== DATA TO PROCESS

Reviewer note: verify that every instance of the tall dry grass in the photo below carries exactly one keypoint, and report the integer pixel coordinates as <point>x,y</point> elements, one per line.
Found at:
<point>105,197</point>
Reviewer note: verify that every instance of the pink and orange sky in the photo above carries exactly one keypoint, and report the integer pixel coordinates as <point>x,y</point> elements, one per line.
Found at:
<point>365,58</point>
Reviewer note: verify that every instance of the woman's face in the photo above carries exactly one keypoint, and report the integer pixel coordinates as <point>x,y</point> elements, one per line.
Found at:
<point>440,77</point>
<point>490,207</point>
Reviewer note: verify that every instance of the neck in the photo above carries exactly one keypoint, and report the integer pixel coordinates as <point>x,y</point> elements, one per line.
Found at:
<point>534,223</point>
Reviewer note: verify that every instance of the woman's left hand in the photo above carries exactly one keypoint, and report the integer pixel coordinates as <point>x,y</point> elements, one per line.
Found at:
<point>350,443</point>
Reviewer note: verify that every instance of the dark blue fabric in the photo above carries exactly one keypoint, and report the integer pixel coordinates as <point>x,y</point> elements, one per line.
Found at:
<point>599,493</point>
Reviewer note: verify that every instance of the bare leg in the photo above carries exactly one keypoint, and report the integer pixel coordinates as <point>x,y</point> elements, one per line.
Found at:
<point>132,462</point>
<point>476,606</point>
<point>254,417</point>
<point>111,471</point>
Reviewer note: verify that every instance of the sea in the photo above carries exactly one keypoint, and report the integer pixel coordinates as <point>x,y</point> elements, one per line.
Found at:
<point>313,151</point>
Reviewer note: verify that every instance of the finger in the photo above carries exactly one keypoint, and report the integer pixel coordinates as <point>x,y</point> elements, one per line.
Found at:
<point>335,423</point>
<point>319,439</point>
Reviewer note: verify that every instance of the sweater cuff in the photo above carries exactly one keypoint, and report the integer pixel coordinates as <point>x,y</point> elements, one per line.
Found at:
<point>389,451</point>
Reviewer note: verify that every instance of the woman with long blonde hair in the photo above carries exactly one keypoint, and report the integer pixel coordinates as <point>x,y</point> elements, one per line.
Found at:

====

WORK ORDER: Your task is to reproduce all of the records exactly.

REPLY:
Reviewer note: verify that every instance of the tall dry grass in the photo below carries exactly one keypoint, and report the integer pixel coordinates as <point>x,y</point> elements, one per line.
Found at:
<point>105,197</point>
Reviewer note: verify that every instance of the pink and orange sky in the photo above carries exactly one keypoint, and report the integer pixel coordinates as <point>x,y</point> elements, one per line.
Found at:
<point>365,58</point>
Reviewer note: verify that every instance of the woman's face in the photo above carries exactly one keypoint, and report the integer pixel coordinates as <point>x,y</point> elements, one per line.
Found at:
<point>440,77</point>
<point>490,207</point>
Reviewer note: verify that every instance of the neck in the photo above carries exactly one keypoint, and report the integer pixel coordinates as <point>x,y</point> elements, one per line.
Found at:
<point>534,223</point>
Reviewer note: verify that every instance of the woman's left hand in the photo above carries exactly one keypoint, and report the integer pixel coordinates as <point>x,y</point> elements, one per line.
Found at:
<point>350,443</point>
Reviewer note: verify that every instance of the dark blue fabric in the photo above carries exactly one keypoint, and report the integer pixel coordinates as <point>x,y</point> elements, one per line.
Found at:
<point>599,493</point>
Reviewer note: verify that every instance of the bare leg in the photo above carries exactly one keypoint, and report the integer pixel coordinates as <point>x,y</point> elements, one per line.
Found at:
<point>132,462</point>
<point>476,606</point>
<point>254,417</point>
<point>111,471</point>
Reviewer note: verify that every instance of the sea in the photo above carries exactly one keypoint, and report the integer pixel coordinates as <point>x,y</point> elements, one per line.
Found at:
<point>313,151</point>
Reviewer note: verify that every instance of the finger in the photo above carries exactly one keypoint, and report the integer pixel coordinates as <point>x,y</point> elements, one per line.
Found at:
<point>335,423</point>
<point>319,439</point>
Reviewer note: verify that every instance of the sweater cuff in the photo above carries exactly one keypoint, and report the integer pixel coordinates as <point>x,y</point> elements, one per line.
Found at:
<point>389,451</point>
Reviewer note: verify that every instance of the woman with long blonde hair in the photo above carries exactly one keypoint, and report the integer pixel coordinates as <point>x,y</point> elements, one per line.
Found at:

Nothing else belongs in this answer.